- **Selected excerpt**

The Delaware - 81 U.S. 579 (1871)


U.S. Supreme Court

The Delaware, 81 U.S. 14 Wall. 579 579 (1871)

The Delaware

81 U.S. (14 Wall.) 579

Syllabus

1. A "clean" bill of lading -- that is to say a bill of lading which is silent as to the place of stowage -- imports a contract that the goods are to be stowed under deck.

2. This being so, parol evidence of an agreement that they were to be stowed on deck is inadmissible.

The Oregon Iron Company, on the 8th of May, 1868, shipped on board the bark Delaware, then at Portland, Oregon, 76 tons of pig iron, to be carried to San Francisco, at a freight of $4.50 a ton. The bill of lading was in these words:

"Shipped, in good order and condition, by Oregon Iron Company, on board the good bark Delaware, Shillaber, master, now lying in the port of Portland, and bound to San Francisco, to say seventy-five tons pig iron, more or less (contents, quality, and weight unknown), being marked as in the margin, and are to be delivered in like good order and condition at the aforesaid port of San Francisco, at ship's tackles (the dangers of the seas, fire, and collision excepted) unto _____, or assigns, he or they paying freight for the said goods in United States gold coin (before delivery, if required), as per margin, with 5 percent primage and average accustomed."

Records
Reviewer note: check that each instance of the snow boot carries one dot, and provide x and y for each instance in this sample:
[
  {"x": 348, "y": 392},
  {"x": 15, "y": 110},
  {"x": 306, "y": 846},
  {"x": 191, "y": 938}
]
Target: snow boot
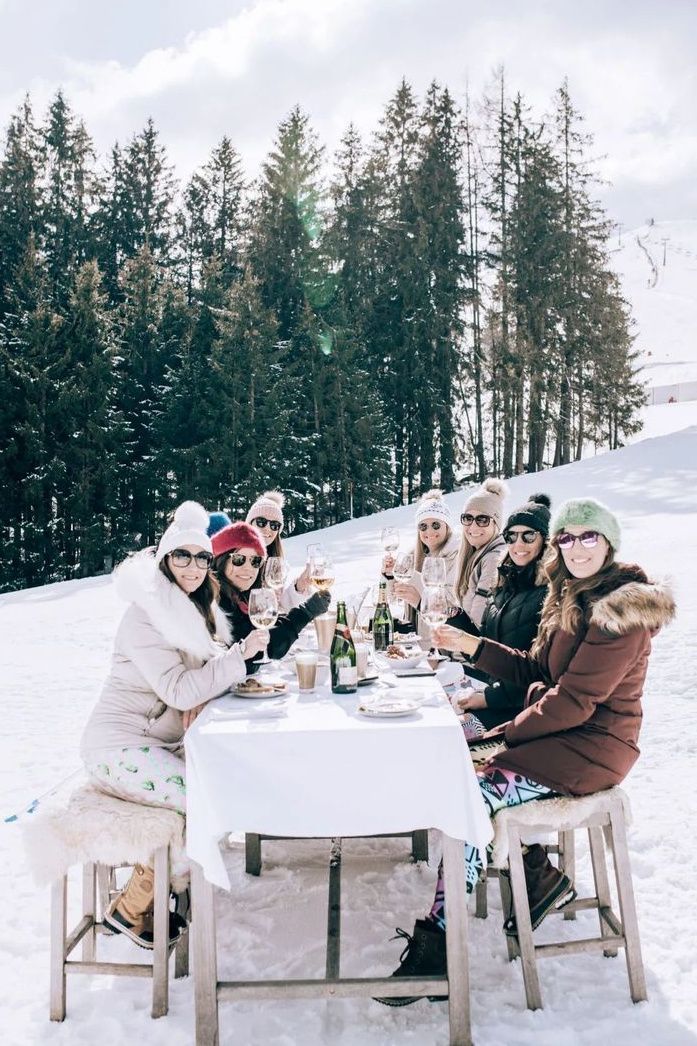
[
  {"x": 423, "y": 956},
  {"x": 131, "y": 912},
  {"x": 548, "y": 889}
]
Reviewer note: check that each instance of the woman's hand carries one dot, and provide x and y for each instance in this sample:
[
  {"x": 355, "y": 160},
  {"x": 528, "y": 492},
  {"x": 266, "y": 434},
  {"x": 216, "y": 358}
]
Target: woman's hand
[
  {"x": 448, "y": 638},
  {"x": 256, "y": 641},
  {"x": 190, "y": 713},
  {"x": 407, "y": 592},
  {"x": 471, "y": 700},
  {"x": 302, "y": 582}
]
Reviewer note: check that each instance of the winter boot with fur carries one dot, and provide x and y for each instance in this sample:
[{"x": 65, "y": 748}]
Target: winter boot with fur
[
  {"x": 131, "y": 912},
  {"x": 548, "y": 889},
  {"x": 424, "y": 956}
]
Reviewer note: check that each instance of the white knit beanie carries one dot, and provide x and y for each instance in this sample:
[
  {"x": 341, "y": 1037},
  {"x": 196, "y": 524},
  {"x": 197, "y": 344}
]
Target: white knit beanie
[
  {"x": 431, "y": 506},
  {"x": 187, "y": 527},
  {"x": 270, "y": 505},
  {"x": 488, "y": 500}
]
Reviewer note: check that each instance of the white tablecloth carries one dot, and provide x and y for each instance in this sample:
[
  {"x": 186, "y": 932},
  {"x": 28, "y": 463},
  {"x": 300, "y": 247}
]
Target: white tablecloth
[{"x": 322, "y": 769}]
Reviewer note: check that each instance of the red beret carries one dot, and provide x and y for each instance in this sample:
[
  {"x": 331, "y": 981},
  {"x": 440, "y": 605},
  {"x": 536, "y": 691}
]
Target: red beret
[{"x": 238, "y": 536}]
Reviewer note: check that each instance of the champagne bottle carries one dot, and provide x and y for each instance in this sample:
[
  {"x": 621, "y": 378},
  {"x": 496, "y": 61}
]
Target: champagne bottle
[
  {"x": 342, "y": 655},
  {"x": 383, "y": 627}
]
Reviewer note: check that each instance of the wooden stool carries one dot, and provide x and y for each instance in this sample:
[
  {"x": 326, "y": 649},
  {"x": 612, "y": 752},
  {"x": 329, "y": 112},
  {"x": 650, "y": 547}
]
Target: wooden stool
[
  {"x": 604, "y": 815},
  {"x": 253, "y": 847},
  {"x": 102, "y": 833}
]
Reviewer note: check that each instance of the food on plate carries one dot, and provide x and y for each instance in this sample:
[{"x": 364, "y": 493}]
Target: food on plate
[{"x": 260, "y": 686}]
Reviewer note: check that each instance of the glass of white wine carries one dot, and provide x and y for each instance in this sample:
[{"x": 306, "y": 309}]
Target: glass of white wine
[
  {"x": 275, "y": 572},
  {"x": 402, "y": 572},
  {"x": 434, "y": 609},
  {"x": 389, "y": 537},
  {"x": 321, "y": 571},
  {"x": 263, "y": 612},
  {"x": 433, "y": 571}
]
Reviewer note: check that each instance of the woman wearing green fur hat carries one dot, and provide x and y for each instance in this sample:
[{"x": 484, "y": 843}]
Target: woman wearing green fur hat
[{"x": 579, "y": 730}]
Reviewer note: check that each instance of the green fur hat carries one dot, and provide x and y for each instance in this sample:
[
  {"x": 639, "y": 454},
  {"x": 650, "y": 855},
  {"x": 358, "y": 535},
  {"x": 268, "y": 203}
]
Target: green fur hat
[{"x": 587, "y": 512}]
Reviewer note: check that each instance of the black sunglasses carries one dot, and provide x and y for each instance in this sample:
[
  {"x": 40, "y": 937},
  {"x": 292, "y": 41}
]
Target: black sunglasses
[
  {"x": 527, "y": 537},
  {"x": 467, "y": 519},
  {"x": 182, "y": 558},
  {"x": 262, "y": 521},
  {"x": 239, "y": 559},
  {"x": 588, "y": 539}
]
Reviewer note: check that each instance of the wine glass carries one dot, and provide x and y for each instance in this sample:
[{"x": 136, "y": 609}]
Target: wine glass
[
  {"x": 434, "y": 609},
  {"x": 433, "y": 571},
  {"x": 402, "y": 571},
  {"x": 389, "y": 537},
  {"x": 321, "y": 571},
  {"x": 263, "y": 612},
  {"x": 275, "y": 572}
]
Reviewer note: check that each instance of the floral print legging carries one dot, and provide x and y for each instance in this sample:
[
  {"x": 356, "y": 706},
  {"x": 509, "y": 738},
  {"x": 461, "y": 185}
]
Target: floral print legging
[{"x": 152, "y": 775}]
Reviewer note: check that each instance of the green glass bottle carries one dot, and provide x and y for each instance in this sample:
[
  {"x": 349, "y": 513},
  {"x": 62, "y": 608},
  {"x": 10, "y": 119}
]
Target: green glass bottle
[
  {"x": 383, "y": 626},
  {"x": 342, "y": 655}
]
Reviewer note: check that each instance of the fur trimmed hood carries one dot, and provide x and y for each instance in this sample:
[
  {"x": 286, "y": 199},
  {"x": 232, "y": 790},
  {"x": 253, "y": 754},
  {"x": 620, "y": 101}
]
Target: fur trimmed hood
[
  {"x": 630, "y": 600},
  {"x": 173, "y": 614}
]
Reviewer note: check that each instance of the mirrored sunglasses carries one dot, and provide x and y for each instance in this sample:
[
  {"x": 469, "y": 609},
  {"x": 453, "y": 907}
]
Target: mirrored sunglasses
[
  {"x": 261, "y": 522},
  {"x": 527, "y": 537},
  {"x": 467, "y": 519},
  {"x": 182, "y": 558},
  {"x": 588, "y": 539},
  {"x": 239, "y": 560}
]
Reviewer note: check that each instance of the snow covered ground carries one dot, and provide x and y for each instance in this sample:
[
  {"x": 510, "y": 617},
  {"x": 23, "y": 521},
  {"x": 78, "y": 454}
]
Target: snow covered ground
[{"x": 55, "y": 645}]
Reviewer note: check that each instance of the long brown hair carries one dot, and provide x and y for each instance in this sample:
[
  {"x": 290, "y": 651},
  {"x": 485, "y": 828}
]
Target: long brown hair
[
  {"x": 568, "y": 597},
  {"x": 228, "y": 593},
  {"x": 205, "y": 595}
]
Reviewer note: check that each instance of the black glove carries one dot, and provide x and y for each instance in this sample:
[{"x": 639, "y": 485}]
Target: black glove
[{"x": 317, "y": 604}]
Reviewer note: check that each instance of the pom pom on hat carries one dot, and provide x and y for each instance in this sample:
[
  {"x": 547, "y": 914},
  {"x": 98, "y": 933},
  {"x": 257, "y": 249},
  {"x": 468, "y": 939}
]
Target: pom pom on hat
[
  {"x": 431, "y": 506},
  {"x": 238, "y": 536},
  {"x": 591, "y": 514},
  {"x": 269, "y": 504},
  {"x": 488, "y": 500},
  {"x": 534, "y": 514},
  {"x": 217, "y": 521},
  {"x": 188, "y": 526}
]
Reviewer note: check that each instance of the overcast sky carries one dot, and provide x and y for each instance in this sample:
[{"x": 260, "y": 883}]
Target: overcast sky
[{"x": 204, "y": 68}]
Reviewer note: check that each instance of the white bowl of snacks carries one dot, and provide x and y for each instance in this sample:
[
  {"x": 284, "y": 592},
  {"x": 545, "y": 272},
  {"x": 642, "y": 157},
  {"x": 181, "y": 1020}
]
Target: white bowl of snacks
[{"x": 399, "y": 656}]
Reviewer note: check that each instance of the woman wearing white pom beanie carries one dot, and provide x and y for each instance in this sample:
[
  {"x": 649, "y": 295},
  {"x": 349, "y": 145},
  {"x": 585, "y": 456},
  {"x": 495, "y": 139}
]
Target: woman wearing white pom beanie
[
  {"x": 481, "y": 549},
  {"x": 171, "y": 655}
]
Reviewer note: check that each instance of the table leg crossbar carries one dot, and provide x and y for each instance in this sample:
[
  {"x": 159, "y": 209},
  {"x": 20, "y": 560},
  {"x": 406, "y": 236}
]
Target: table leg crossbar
[{"x": 209, "y": 991}]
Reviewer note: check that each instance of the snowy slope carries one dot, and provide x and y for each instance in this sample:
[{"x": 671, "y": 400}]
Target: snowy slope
[
  {"x": 55, "y": 649},
  {"x": 664, "y": 297}
]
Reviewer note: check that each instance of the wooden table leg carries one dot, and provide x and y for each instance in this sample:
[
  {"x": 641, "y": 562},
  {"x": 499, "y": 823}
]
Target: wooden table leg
[
  {"x": 458, "y": 973},
  {"x": 205, "y": 962}
]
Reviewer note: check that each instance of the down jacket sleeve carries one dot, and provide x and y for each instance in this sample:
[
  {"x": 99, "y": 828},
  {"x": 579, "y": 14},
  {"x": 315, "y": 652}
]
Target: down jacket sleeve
[
  {"x": 592, "y": 676},
  {"x": 163, "y": 667}
]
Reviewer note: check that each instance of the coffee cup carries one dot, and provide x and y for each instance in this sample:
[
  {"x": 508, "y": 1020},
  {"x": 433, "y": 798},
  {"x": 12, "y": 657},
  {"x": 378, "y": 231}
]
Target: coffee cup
[{"x": 306, "y": 669}]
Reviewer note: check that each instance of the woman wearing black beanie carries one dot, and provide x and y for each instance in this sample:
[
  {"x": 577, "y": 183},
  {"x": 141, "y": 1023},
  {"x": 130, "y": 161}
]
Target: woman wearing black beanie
[{"x": 512, "y": 614}]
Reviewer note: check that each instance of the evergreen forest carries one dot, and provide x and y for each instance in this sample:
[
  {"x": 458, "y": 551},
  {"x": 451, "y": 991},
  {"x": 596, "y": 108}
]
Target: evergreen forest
[{"x": 425, "y": 308}]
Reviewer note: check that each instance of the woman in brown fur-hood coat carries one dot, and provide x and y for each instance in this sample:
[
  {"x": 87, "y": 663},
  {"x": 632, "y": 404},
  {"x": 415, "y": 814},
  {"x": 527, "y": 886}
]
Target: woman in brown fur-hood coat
[{"x": 579, "y": 730}]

- **What you need to do**
Answer these questions from The Delaware case excerpt above:
(a) Under the syllabus, where does a clean bill of lading imply that goods are to be stowed?
(b) What freight rate per ton applied to the pig iron shipped from Portland to San Francisco?
(c) Who does the bill of lading name as master of the bark Delaware?

- **Task solution**
(a) Under deck.
(b) $4.50 a ton.
(c) Shillaber.